[The input]
==========

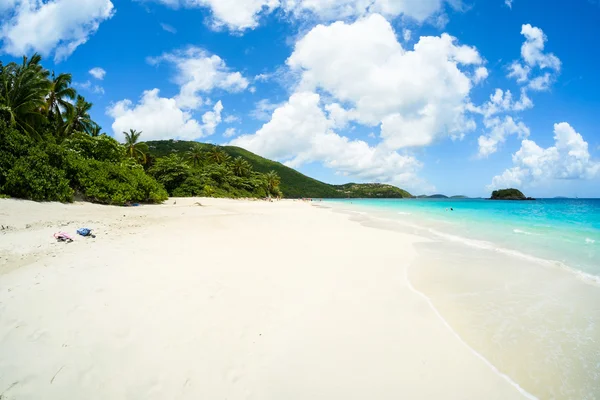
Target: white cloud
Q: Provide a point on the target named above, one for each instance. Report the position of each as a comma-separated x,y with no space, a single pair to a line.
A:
168,28
98,73
200,72
330,10
541,82
532,50
481,74
417,95
229,132
262,77
87,85
299,132
534,61
519,72
230,119
211,119
263,109
236,15
239,15
58,26
502,102
499,129
569,158
161,118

==========

[Required action]
Repeat the listing word for word, but without its pictures.

[Response to the exercise]
Target: white cloud
Q: Provide a point on the target named above, one for each instance. Report the position of each as a comma-separated x,y with no space, a single pair to a line.
A:
168,28
98,73
200,72
330,10
541,82
532,50
481,74
417,95
229,132
262,77
87,85
299,132
534,61
519,72
230,119
211,119
263,109
236,15
239,15
58,26
502,102
499,129
569,158
161,118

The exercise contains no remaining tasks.